Короткое задание A — Перепишите дословно строки из записей: всё от строки с «square in the picture above.» вниз до строки с «Target: blue pocket square», обе включительно.

Отрывок текста —
□ □ □
Современная жрица Изиды (Соловьёв)/1893 (ДО)/Приложение V

Материал из Викитеки — свободной библиотеки

[356]

V. Клевета въ печати.

Весьма неискусно лавируя у черты, гдѣ оканчивается юридическая безнаказанность и начинается уголовная отвѣтственность, г-жа Желиховская пишетъ по поводу засвидѣтельствованнаго присяжнымъ переводчикомъ въ Парижѣ перевода на французскій языкъ «исповѣди» Блаватской (стр. 230—234, 241 «Изиды»). Это странное упорство (нежеланіе мое высылать изъ Россіи копіи — разъ всѣ документы были оставлены въ Парижѣ именно для того, чтобы заинтересованные могли ихъ видѣть (см. 258—259 стр. «Изиды») лишило меня возможности оправдать г. Соловьева, доказавъ, что все дѣло въ недосмотрѣ, въ ошибкѣ переводчика, а всѣхъ поголовно защитниковъ сестры моей заставило предположить самое худшее. Онъ меня поставилъ этимъ въ безвыходное положеніе и въ необходимость признать его виновнымъ не въ одномъ легкомысліи, какъ я до тѣхъ поръ думала… подлогъ, въ которомъ обвиняли и обвиняютъ [357]его разбиравшіе это дѣло — обвиненіе постыдное (стр. 150 брошюры)… Гебгардъ былъ совершенно правъ, увѣряя, будто Е. П. утверждала, что переводъ ея письма г. Соловьеву невѣренъ. Онъ могъ бы еще прибавить, что это и я утверждаю (стр. 145 брошюры).
□ □ □
Блок данных —

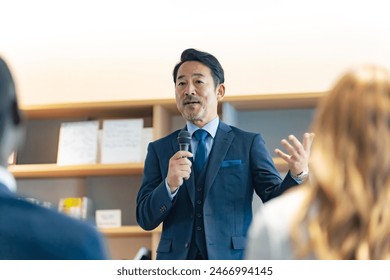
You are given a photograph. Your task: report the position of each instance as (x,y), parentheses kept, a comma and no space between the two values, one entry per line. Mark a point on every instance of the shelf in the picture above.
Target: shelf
(128,231)
(133,108)
(275,101)
(139,108)
(53,170)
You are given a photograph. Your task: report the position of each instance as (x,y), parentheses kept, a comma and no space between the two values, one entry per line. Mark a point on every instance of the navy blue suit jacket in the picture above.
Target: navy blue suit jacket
(32,232)
(239,164)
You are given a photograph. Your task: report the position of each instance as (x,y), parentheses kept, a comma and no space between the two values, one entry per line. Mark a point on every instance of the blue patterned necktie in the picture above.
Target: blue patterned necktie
(201,152)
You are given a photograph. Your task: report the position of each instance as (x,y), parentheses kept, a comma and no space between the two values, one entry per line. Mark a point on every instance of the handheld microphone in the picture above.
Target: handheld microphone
(184,139)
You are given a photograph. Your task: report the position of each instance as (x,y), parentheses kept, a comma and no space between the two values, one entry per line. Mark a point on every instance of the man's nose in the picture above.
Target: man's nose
(190,89)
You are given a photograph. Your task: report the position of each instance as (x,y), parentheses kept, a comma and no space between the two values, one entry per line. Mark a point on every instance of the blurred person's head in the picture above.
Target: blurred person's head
(350,169)
(10,118)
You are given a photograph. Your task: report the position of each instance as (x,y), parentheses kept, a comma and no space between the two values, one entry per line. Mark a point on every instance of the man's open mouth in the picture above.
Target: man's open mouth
(191,102)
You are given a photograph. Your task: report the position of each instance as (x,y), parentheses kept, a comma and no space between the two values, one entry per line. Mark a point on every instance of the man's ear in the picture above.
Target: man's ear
(220,92)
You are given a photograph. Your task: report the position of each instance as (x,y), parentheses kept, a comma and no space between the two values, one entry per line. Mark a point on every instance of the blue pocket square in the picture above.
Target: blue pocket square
(233,162)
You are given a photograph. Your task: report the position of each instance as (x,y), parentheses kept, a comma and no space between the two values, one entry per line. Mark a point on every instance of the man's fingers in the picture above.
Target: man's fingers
(282,155)
(308,140)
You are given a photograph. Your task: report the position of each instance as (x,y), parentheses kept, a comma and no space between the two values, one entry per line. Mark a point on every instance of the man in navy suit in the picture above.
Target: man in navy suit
(29,231)
(206,215)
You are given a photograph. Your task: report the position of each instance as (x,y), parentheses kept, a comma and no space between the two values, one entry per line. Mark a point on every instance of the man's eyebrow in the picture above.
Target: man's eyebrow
(193,75)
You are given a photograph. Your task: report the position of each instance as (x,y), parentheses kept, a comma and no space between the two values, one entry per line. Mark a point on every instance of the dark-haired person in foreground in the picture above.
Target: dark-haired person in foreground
(204,200)
(29,231)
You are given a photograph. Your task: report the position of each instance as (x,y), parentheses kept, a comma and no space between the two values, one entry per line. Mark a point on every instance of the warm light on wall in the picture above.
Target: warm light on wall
(64,51)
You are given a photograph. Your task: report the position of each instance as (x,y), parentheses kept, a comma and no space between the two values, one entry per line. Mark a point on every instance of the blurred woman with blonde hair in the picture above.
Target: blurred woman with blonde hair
(343,210)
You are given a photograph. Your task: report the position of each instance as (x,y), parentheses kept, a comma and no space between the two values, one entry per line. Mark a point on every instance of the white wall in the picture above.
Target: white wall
(75,50)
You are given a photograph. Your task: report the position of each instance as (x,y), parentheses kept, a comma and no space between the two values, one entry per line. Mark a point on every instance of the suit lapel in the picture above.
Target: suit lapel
(222,142)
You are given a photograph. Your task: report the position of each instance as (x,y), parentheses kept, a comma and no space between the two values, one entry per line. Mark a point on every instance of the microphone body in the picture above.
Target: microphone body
(184,139)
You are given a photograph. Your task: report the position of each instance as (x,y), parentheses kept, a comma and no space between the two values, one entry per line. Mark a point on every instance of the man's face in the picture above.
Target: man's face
(196,95)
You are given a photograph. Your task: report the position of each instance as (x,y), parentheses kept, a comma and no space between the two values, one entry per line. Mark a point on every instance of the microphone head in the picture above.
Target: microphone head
(184,139)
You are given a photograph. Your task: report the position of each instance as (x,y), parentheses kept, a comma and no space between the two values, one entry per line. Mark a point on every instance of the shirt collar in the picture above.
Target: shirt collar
(211,127)
(7,179)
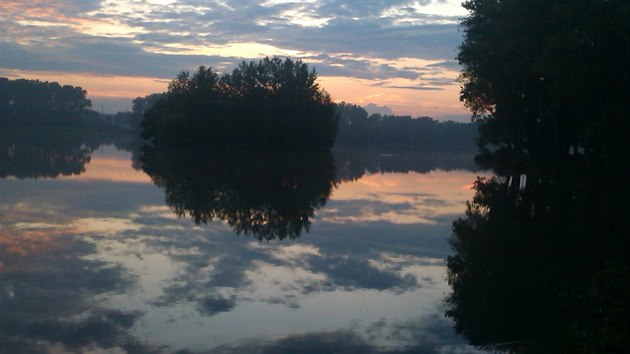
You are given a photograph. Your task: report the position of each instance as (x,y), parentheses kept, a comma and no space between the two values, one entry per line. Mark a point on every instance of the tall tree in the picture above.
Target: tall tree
(544,77)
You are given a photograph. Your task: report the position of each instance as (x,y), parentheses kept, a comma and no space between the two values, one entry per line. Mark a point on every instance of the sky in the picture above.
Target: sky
(394,53)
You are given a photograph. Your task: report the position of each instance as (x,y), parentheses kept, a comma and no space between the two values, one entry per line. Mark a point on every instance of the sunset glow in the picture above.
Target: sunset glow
(399,54)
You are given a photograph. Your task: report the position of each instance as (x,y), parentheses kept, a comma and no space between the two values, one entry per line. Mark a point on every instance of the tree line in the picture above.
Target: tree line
(269,103)
(31,102)
(357,128)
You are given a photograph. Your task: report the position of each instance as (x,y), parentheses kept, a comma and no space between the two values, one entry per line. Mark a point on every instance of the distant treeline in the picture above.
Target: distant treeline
(357,128)
(272,103)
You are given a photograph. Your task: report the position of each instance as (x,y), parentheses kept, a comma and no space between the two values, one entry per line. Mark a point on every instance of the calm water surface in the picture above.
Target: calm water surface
(228,253)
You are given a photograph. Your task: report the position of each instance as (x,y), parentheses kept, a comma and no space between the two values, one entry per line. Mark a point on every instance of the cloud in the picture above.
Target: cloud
(142,38)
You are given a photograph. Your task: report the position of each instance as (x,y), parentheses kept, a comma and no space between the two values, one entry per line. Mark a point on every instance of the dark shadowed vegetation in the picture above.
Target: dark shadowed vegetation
(357,128)
(270,103)
(541,259)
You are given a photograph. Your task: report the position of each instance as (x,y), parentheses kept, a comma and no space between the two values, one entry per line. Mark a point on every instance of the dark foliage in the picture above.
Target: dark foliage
(52,153)
(357,128)
(34,102)
(270,103)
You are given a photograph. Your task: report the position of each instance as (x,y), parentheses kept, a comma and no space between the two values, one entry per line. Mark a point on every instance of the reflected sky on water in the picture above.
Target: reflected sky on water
(99,260)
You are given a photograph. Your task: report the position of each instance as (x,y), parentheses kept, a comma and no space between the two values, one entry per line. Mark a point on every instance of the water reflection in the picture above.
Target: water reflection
(43,155)
(541,261)
(265,194)
(53,154)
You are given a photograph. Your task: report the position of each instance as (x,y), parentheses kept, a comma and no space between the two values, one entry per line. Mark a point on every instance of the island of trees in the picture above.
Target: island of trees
(269,103)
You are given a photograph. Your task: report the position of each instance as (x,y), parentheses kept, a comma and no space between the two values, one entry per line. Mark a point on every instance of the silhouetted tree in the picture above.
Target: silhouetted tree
(33,102)
(547,77)
(271,103)
(541,257)
(357,128)
(268,195)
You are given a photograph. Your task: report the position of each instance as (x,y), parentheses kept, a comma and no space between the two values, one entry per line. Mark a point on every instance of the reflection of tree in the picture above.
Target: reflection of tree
(49,154)
(541,263)
(352,164)
(47,292)
(268,194)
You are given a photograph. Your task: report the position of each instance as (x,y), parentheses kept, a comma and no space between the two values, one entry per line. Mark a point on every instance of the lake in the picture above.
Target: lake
(107,249)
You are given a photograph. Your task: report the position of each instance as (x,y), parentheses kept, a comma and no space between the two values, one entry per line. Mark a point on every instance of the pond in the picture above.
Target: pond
(111,248)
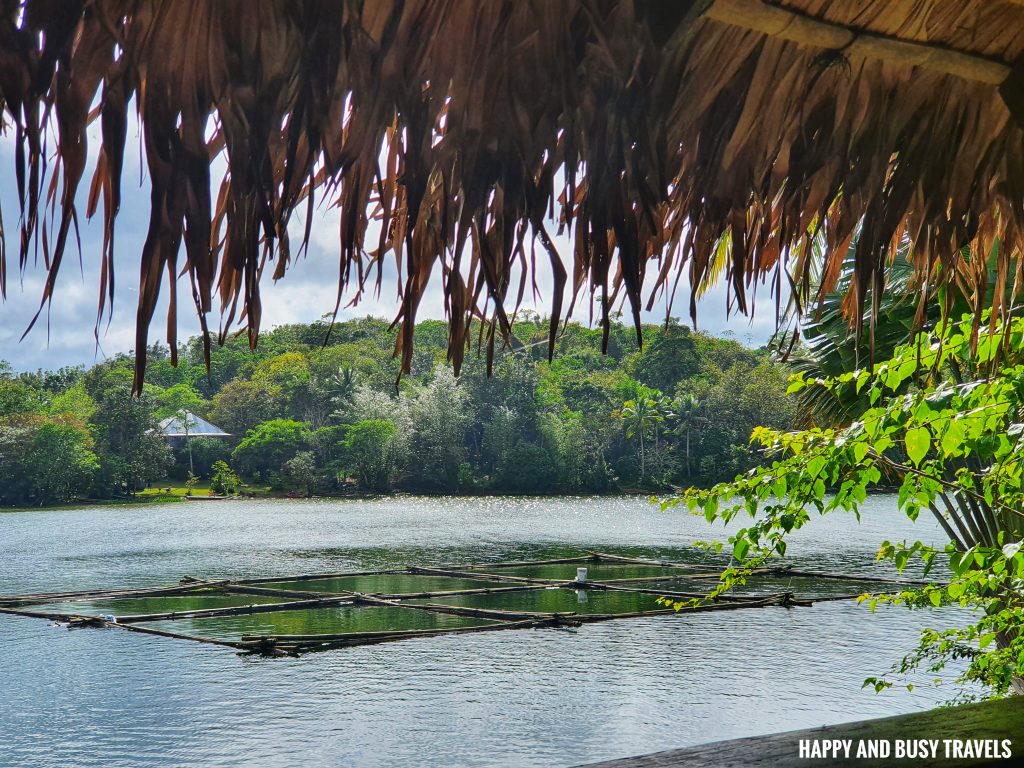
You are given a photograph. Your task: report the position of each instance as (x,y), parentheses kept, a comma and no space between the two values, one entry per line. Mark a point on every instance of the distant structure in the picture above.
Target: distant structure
(177,429)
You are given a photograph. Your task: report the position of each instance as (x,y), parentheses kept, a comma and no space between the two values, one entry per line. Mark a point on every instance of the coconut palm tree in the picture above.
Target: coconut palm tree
(686,410)
(641,417)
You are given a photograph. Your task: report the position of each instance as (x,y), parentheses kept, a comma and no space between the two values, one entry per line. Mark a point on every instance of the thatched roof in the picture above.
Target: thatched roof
(714,136)
(189,426)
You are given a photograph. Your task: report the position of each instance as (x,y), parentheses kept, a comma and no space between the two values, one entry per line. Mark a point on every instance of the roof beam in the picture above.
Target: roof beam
(804,30)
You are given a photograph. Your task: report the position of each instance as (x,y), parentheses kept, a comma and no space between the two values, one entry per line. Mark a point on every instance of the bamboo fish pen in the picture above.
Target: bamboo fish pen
(298,595)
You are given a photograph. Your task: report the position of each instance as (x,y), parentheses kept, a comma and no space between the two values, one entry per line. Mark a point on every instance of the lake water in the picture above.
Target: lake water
(544,697)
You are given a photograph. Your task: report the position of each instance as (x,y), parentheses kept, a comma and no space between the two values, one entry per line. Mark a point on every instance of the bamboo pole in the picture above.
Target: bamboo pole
(307,643)
(50,597)
(461,610)
(446,593)
(237,610)
(250,590)
(526,563)
(644,561)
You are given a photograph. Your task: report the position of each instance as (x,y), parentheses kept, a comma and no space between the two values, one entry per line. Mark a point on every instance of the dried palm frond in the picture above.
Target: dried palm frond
(716,136)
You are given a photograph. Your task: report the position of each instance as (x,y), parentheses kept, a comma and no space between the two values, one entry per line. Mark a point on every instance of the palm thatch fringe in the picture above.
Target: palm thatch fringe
(719,138)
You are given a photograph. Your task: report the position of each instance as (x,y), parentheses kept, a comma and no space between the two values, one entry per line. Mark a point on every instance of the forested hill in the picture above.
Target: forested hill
(327,418)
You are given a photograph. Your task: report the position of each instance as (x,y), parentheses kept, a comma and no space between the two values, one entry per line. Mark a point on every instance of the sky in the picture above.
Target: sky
(65,333)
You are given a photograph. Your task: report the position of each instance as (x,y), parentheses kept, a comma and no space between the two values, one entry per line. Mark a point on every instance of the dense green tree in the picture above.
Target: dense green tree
(439,414)
(268,445)
(370,453)
(242,403)
(300,471)
(128,443)
(43,461)
(223,480)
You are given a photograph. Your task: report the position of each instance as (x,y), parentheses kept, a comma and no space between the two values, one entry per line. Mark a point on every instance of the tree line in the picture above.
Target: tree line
(314,412)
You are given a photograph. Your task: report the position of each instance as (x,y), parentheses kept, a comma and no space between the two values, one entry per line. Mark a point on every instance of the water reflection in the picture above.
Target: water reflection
(104,697)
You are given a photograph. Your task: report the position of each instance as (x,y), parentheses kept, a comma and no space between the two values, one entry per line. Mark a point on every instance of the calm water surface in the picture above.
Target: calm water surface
(551,697)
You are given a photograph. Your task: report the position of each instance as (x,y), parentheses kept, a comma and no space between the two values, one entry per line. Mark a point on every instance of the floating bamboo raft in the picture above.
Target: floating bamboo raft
(492,581)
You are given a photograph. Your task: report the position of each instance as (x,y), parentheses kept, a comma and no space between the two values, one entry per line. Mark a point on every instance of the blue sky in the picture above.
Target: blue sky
(65,334)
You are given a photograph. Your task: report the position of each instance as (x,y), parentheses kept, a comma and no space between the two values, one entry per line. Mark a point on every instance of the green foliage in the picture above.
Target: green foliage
(125,432)
(242,403)
(451,435)
(223,480)
(300,471)
(525,468)
(268,445)
(943,420)
(370,453)
(44,461)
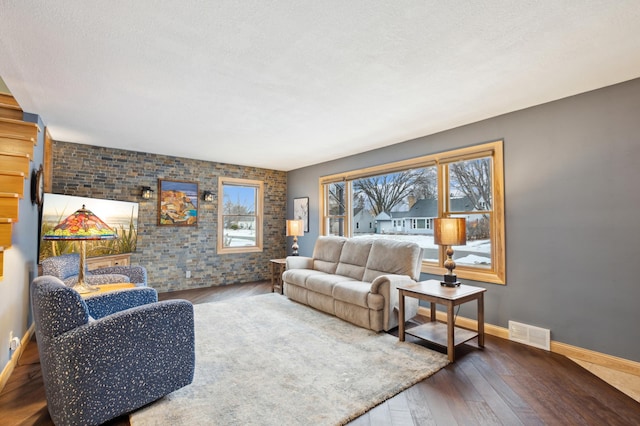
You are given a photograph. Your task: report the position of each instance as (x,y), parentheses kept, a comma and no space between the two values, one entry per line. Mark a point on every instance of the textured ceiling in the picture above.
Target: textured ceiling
(284,84)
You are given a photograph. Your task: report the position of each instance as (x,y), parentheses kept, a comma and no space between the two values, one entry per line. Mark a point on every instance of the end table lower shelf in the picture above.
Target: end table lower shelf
(436,332)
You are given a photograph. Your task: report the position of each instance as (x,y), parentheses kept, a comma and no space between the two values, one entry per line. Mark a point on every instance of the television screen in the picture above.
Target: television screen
(121,216)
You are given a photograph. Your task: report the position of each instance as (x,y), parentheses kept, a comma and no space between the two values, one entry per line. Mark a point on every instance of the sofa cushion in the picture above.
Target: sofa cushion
(299,276)
(353,259)
(353,292)
(324,283)
(393,257)
(326,253)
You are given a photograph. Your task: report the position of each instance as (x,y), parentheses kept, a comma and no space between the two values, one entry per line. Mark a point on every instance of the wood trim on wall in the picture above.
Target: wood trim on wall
(598,358)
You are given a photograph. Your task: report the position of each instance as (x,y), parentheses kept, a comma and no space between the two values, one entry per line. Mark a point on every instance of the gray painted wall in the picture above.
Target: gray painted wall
(572,170)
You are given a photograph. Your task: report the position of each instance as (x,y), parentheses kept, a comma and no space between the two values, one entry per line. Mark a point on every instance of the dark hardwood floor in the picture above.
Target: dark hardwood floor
(505,383)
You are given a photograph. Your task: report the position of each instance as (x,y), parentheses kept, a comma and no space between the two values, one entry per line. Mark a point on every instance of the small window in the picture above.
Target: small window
(239,215)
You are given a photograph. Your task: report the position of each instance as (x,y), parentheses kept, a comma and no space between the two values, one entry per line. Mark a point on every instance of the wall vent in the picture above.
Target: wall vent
(530,335)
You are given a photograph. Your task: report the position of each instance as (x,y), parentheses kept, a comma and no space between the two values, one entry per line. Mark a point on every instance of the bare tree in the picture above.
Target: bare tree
(385,192)
(473,179)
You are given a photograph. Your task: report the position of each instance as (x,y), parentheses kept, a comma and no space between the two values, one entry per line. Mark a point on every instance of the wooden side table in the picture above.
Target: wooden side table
(277,268)
(447,335)
(106,288)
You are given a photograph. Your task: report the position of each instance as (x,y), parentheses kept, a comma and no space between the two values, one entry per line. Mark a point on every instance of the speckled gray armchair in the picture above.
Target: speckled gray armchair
(111,353)
(67,266)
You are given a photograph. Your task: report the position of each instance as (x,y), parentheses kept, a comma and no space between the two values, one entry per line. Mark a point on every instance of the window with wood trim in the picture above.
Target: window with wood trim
(239,215)
(401,199)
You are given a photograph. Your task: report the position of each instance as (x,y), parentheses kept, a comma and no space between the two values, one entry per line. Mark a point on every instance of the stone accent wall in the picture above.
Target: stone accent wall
(166,251)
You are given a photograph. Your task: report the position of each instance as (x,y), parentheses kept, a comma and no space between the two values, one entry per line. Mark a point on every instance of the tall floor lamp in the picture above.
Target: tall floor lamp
(81,226)
(450,231)
(295,228)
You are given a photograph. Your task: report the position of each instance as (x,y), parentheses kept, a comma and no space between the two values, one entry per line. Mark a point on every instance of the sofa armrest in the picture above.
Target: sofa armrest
(387,286)
(299,262)
(103,304)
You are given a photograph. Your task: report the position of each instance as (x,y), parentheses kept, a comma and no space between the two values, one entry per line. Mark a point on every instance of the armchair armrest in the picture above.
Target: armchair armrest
(299,262)
(136,273)
(125,350)
(104,304)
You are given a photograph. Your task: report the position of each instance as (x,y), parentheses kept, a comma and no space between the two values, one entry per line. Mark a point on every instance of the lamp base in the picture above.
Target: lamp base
(450,281)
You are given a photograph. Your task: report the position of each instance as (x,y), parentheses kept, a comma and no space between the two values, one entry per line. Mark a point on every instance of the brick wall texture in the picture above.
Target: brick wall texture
(169,251)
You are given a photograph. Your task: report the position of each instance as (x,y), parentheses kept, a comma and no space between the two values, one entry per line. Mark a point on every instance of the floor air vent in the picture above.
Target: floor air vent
(530,335)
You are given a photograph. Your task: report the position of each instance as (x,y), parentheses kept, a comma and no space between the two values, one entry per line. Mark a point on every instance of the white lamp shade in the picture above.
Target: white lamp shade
(450,231)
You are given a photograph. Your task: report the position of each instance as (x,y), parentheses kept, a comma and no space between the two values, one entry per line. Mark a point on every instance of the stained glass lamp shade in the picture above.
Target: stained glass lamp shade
(81,226)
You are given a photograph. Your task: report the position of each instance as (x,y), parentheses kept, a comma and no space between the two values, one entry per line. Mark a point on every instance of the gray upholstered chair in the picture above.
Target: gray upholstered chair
(67,266)
(110,353)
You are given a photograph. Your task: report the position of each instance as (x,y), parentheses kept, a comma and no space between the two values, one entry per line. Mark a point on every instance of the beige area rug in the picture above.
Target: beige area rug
(266,360)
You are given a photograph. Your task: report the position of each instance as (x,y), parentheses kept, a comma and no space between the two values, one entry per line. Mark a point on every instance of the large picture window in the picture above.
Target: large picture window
(400,201)
(239,215)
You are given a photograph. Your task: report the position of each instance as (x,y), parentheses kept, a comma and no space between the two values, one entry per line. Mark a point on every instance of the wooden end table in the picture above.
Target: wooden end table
(277,268)
(106,288)
(446,335)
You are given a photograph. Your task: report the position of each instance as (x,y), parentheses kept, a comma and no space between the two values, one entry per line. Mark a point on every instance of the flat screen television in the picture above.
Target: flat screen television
(121,216)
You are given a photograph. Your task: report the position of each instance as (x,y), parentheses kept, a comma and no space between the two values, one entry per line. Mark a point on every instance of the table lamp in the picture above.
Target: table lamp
(295,228)
(81,226)
(450,231)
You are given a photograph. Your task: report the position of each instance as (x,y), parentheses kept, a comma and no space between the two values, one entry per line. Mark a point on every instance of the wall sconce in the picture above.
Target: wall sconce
(295,228)
(450,231)
(147,192)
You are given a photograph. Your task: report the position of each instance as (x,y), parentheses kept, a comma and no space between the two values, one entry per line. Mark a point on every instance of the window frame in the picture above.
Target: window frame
(497,273)
(258,185)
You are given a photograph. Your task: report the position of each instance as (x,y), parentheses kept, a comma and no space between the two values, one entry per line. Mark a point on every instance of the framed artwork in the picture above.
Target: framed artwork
(301,211)
(177,203)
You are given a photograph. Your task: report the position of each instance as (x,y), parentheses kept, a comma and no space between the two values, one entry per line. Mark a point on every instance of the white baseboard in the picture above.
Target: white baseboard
(11,365)
(605,360)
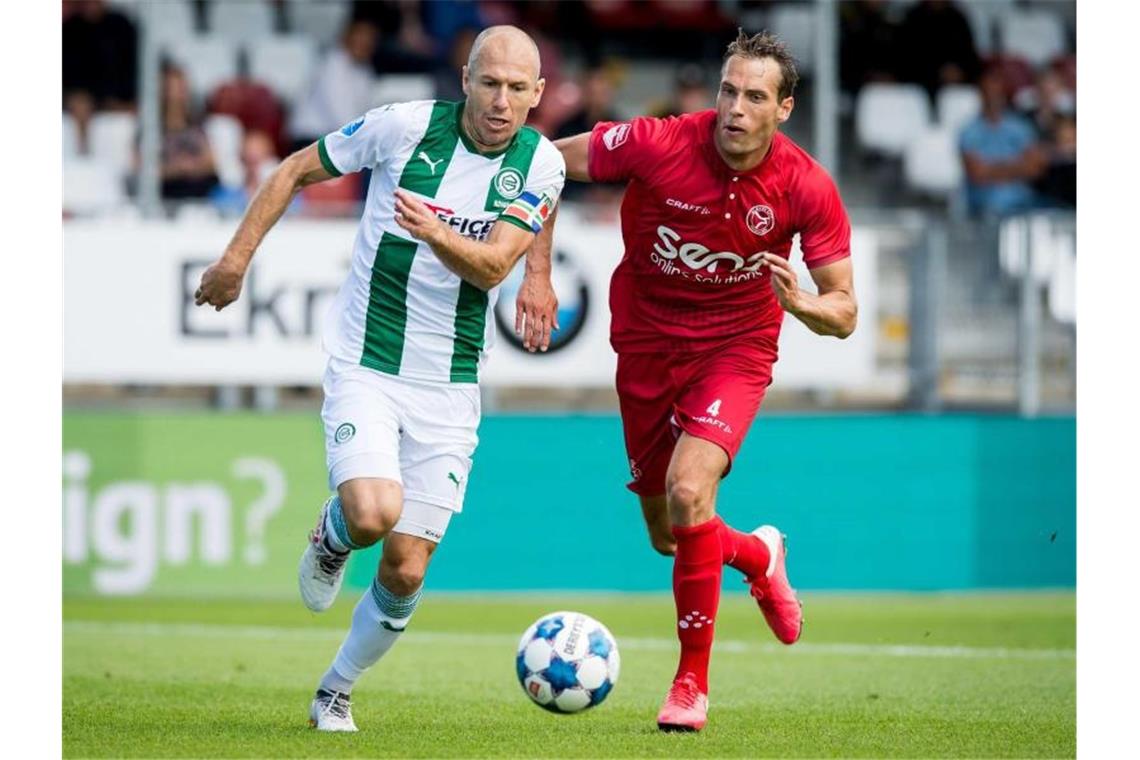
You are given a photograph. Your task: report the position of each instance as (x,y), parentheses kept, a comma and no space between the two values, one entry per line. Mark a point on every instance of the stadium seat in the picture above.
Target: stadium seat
(241,22)
(111,139)
(888,116)
(322,19)
(90,187)
(285,63)
(225,133)
(397,88)
(796,26)
(931,163)
(958,105)
(1036,35)
(208,60)
(71,137)
(170,21)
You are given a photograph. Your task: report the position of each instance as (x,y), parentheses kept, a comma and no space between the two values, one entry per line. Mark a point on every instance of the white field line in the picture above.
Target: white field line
(629,644)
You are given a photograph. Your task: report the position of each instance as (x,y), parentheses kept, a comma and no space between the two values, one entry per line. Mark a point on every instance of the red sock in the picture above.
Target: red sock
(743,552)
(697,591)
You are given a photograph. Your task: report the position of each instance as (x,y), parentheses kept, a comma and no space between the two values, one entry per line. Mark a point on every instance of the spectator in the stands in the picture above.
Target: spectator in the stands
(259,160)
(1057,184)
(936,46)
(1000,153)
(691,92)
(251,103)
(868,45)
(341,89)
(99,62)
(187,165)
(1047,103)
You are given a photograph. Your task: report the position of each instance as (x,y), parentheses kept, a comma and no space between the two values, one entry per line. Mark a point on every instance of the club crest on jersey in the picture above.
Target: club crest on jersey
(616,136)
(509,182)
(760,219)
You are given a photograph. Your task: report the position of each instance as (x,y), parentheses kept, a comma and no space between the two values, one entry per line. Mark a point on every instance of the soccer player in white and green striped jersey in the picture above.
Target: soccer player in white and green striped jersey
(409,331)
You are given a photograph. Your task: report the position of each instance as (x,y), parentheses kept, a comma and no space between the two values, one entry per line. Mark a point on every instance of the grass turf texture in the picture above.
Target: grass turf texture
(874,676)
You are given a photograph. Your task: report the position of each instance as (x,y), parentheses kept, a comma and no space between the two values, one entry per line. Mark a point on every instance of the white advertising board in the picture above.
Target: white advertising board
(129,313)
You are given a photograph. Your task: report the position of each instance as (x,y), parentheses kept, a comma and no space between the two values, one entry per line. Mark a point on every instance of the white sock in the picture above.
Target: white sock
(377,621)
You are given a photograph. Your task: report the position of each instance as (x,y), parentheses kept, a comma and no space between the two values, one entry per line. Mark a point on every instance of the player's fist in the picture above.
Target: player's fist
(221,284)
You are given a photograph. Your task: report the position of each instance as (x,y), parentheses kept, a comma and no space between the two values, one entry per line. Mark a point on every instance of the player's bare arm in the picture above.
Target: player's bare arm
(576,153)
(536,307)
(221,283)
(485,264)
(832,310)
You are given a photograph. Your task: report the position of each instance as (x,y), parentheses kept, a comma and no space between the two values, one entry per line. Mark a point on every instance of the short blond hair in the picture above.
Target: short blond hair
(765,45)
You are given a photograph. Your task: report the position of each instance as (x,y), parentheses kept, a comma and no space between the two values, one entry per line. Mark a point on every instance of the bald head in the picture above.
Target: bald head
(503,43)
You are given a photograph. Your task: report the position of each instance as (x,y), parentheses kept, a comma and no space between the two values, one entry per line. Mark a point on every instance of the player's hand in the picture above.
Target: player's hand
(784,282)
(221,284)
(536,312)
(421,221)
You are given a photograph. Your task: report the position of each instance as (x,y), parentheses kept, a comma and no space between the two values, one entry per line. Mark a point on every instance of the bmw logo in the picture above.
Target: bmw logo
(573,302)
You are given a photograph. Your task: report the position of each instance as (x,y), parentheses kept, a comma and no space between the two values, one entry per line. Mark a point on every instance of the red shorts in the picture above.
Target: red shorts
(709,394)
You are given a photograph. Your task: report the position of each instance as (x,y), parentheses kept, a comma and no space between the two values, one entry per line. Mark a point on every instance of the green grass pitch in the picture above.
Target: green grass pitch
□ □ □
Короткое задание B — Продолжите отрывок о клевете в печати сразу после его последнего предложения.

Письменный ответ A —
You are given a photograph. Your task: report the position of each instance as (x,y), parentheses kept, a comma and no space between the two values, one entry per line. Mark a point on every instance of the blue pocket square in the picture above.
Target: blue pocket square

Письменный ответ B —
Дальше будетъ видно, изъ письменнаго показанія свидѣтеля, избраннаго самою г-жей Желиховской и на котораго она указываетъ въ своей брошюрѣ, что она разсказывала даже всѣ подробности совершенія мною этого якобы подлога. Здѣсь, въ брошюрѣ, она не разсказываетъ этихъ подробностей; но дѣло отъ этого ничуть не измѣняется. Изъ приведенной выписки все и такъ ясно. О моемъ «легкомысліи» или «ошибкѣ переводчика» не можетъ быть рѣчи. Кто-бы ни дѣлалъ эти переводы — я, либо другой, — это безразлично, разъ на оригиналѣ и переводѣ приложены штемпеля присяжнаго переводчика и его удостовѣреніе. За вѣрность перевода, за вѣрность смысла каждой фразы отвѣчаетъ не переводившій, а только присяжний переводчикъ, оффиціально засвидѣтельствовавшій переводъ и заштемпелевавшій оригиналъ, съ которымъ онъ сличалъ его. Отвѣтственность этого присяжнаго переводчика велика передъ закономъ во всѣхъ государствахъ. Значитъ переводы, провѣренные, заштемпелеванные и засвидѣтельствованные присяжнымъ переводчикомъ парижскаго аппеляціоннаго суда, извѣстнымъ лингвистомъ, знатокомъ русскаго языка Жюлемъ Бэссакомъ — не могутъ быть невѣрными.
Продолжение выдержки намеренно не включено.